◆ Task to complete ◆
Return all the entries below line for line and without changes, leaving out the pictures.

** START **

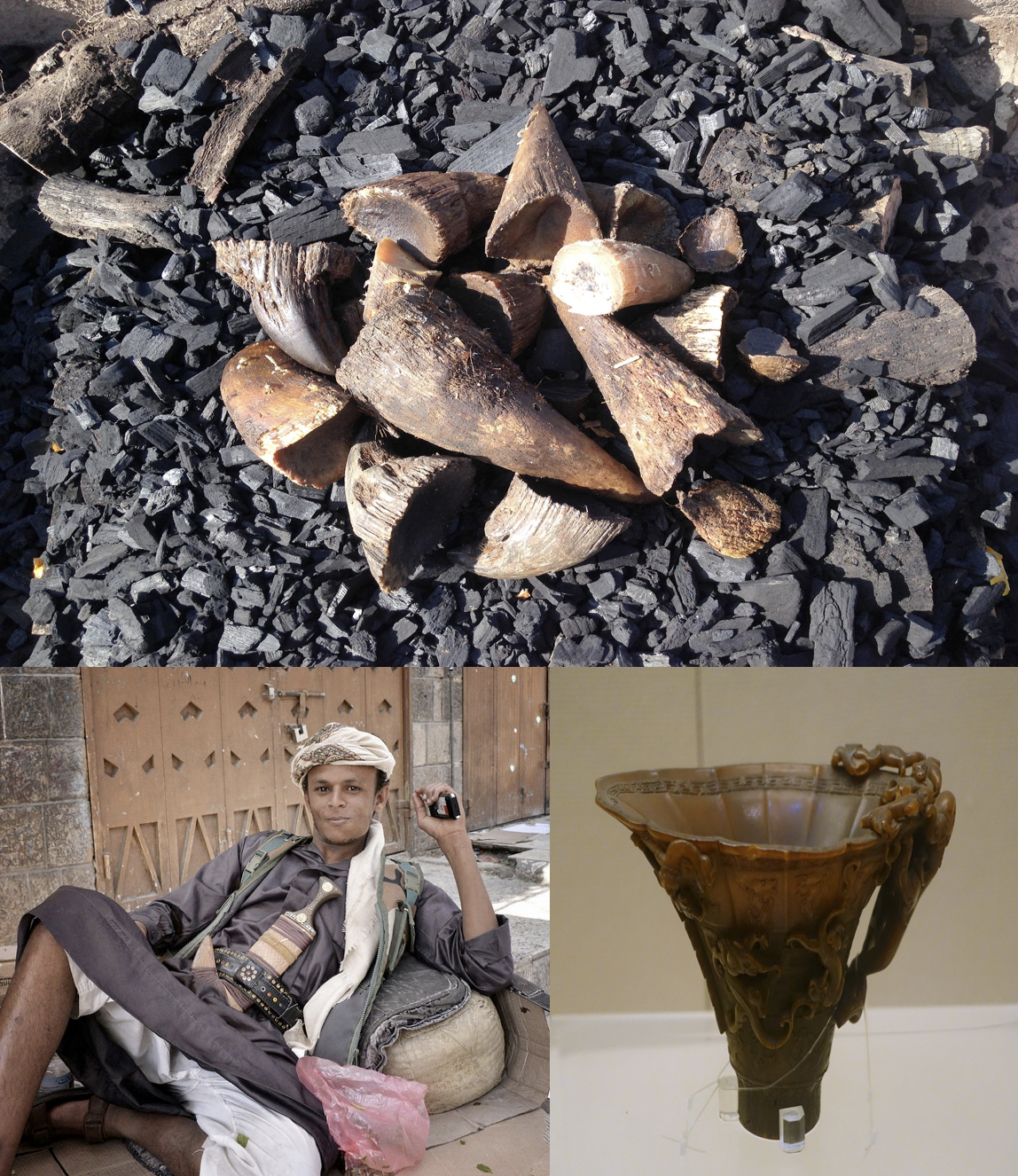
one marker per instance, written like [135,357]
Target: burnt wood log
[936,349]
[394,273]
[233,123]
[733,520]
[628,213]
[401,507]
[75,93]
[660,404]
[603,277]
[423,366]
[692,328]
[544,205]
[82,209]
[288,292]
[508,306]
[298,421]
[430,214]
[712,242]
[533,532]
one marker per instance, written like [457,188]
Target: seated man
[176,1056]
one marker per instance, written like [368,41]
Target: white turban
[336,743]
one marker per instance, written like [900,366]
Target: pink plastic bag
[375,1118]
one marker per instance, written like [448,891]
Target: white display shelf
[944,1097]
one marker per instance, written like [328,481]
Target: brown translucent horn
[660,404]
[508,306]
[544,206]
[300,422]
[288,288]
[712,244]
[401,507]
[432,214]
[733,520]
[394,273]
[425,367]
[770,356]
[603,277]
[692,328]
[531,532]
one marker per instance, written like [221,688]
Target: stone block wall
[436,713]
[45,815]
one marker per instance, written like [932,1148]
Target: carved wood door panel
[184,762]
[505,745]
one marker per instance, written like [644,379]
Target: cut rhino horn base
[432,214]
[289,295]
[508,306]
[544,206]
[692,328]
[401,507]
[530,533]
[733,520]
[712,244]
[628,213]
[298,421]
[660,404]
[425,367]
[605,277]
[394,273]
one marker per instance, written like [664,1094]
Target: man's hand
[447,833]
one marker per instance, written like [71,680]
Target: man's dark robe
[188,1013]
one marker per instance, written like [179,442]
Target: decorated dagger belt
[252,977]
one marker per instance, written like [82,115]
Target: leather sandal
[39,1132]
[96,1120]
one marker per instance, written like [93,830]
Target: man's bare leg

** END **

◆ Solution to this exercise ◆
one marker per instance, written like [135,357]
Target: burnt wood log
[936,349]
[394,273]
[233,123]
[733,520]
[628,213]
[401,507]
[75,93]
[660,404]
[603,277]
[423,366]
[692,328]
[544,205]
[82,209]
[288,292]
[508,306]
[298,421]
[430,214]
[712,242]
[533,532]
one marker per instance, written like [457,188]
Target: seated man
[176,1056]
one marker per instance, written like [368,41]
Target: white turban
[336,743]
one marker per instance, written like [900,366]
Target: pink plastic bag
[375,1118]
one marker per instance, written like [448,891]
Target: white display shelf
[944,1097]
one marker per instance, written like [328,481]
Target: brown translucent horn
[660,404]
[508,306]
[544,206]
[300,422]
[288,288]
[712,244]
[401,507]
[432,214]
[733,520]
[394,273]
[425,367]
[770,356]
[603,277]
[692,328]
[531,532]
one marker per instance, written like [221,688]
Target: stone block wall
[436,713]
[45,815]
one marker per instance, written like [932,1148]
Target: carved wood door panel
[184,762]
[505,745]
one marker per instance, written like [644,379]
Target: cut rhino horn base
[432,214]
[289,295]
[508,306]
[544,206]
[692,328]
[401,507]
[530,533]
[733,520]
[712,244]
[628,213]
[298,421]
[660,404]
[425,367]
[605,277]
[394,273]
one marker per instance, written like [664,1094]
Target: man's hand
[447,833]
one marker per instance, written like [71,680]
Target: man's dark robe
[188,1013]
one marker per instance, written like [179,442]
Target: decorated dagger belt
[252,977]
one marker per instance, written like [82,115]
Target: leather sandal
[39,1132]
[96,1120]
one marker per instance, written like [93,830]
Target: man's bare leg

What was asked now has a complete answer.